**分析用テキスト:**
EGFレセプターシグナルによって誘導されるケモカイン産生が歯周病態に及ぼす影響

研究課題

研究課題/領域番号 23593077
研究機関姫路獨協大学

研究代表者

小越 菜保子  姫路獨協大学, 薬学部, 助手 (60509115)

研究分担者 大山 秀樹  兵庫医科大学, 医学部, 准教授 (90280685)
黒田 義弘  姫路獨協大学, 薬学部, 教授 (90093236)
研究期間 (年度) 2011-04-28 – 2014-03-31
キーワードEGFR / 歯肉線維芽細胞 / BAFF / APRIL / 歯周病
研究概要

本研究の目的は,上皮成長因子レセプター (EGF-R) を介したシグナルによって産生されるケモカインが歯周病の免疫応答に及ぼす影響を明らかにし,さらにその応答性を人為的に調整する可能性を評価することである。はじめに,歯周病の病巣局所の主要構成細胞である歯肉線維芽細胞を用いて, EGFR発現量をウエスタンブロッティングにより評価した。EGFR高発現の細胞株として知られるヒト扁平上皮細胞由来A431細胞と比較して歯肉線維芽細胞は無刺激の培養系でEGFRを同程度発現していた。さらにEGF刺激によるEGFRのリン酸化を検出した。またこのリン酸化はその特異的阻害剤 AG1478 によって抑制された。そこで歯肉線維芽細胞における EGFR シグナルがケモカイン産生性に及ぼす影響を調べた。本年度は非免疫系細胞から産生され、体液性免疫応答に関わることが知られているサイトカインについてリアルタイムRT-PCR法を用いて定量解析した。その結果、歯肉線維芽細胞において A1478 で EGFR シグナルを阻害した場合,その濃度依存的に BAFF, APRIL, TSLP の発現が上昇することが明らかになった。このことから,歯肉線維芽細胞におけるEGFRシグナルは,体液性免疫応答に深く関わるこれらのサイトカインの発現を抑制し,歯周病における免疫応答に影響を及ぼしている可能性が示された。BAFF や APRIL は B細胞に対してその生存,分化,抗体産生に重要な役割を果たすTNFファミリーに属するサイトカインである。そこで歯肉線維芽細胞がB細胞に及ぼす影響を評価するために,in vitroで歯肉線維芽細胞とB細胞を共培養する実験系を確立した。今後この実験系を用いてEGFRを介したシグナルが関わる免疫応答の機構を明らかにしていく予定である。

**実施する課題:**
a: 分析用テキストのうち、「EGFレセプターシグナルによって誘導されるケモカイン産生が歯周病態に及ぼす影響」で始まり「黒田 義弘  姫路獨協大学, 薬学部, 教授 (90093236)」まで続く部分を、そのまま書き写すこと。
b: 分析用テキストの「本研究の目的は」で始まる段落を、主要な事実を残したまま短い箇条書きに書き直すこと。

**元データ:**
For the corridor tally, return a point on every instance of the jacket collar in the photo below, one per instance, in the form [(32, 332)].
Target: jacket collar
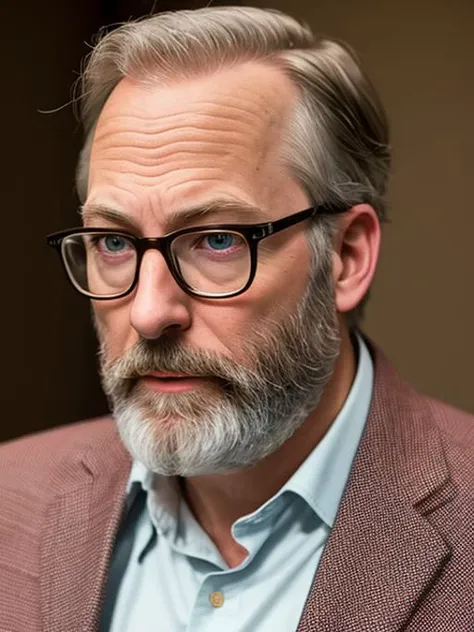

**課題の結果:**
a:
EGFレセプターシグナルによって誘導されるケモカイン産生が歯周病態に及ぼす影響

研究課題

研究課題/領域番号 23593077
研究機関姫路獨協大学

研究代表者

小越 菜保子  姫路獨協大学, 薬学部, 助手 (60509115)

研究分担者 大山 秀樹  兵庫医科大学, 医学部, 准教授 (90280685)
黒田 義弘  姫路獨協大学, 薬学部, 教授 (90093236)

b:
・研究の目的は、EGFRを介したシグナルで産生されるケモカインが歯周病の免疫応答に及ぼす影響を明らかにし、その応答性を人為的に調整する可能性を評価することである。
・歯肉線維芽細胞は、無刺激の培養系で、EGFR高発現のA431細胞と同程度にEGFRを発現していた。
・EGF刺激によるEGFRのリン酸化が検出され、このリン酸化は特異的阻害剤AG1478によって抑制された。
・リアルタイムRT-PCR法で定量解析した結果、EGFRシグナルを阻害すると、阻害剤の濃度に依存してBAFF、APRIL、TSLPの発現が上昇した。
・このことから、歯肉線維芽細胞のEGFRシグナルはこれらのサイトカインの発現を抑制し、歯周病の免疫応答に影響を及ぼしている可能性が示された。
・BAFFとAPRILは、B細胞の生存、分化、抗体産生に重要な役割を果たすTNFファミリーのサイトカインである。
・歯肉線維芽細胞とB細胞をin vitroで共培養する実験系が確立された。今後はこの実験系を用いて、EGFRを介したシグナルが関わる免疫応答の機構を明らかにする予定である。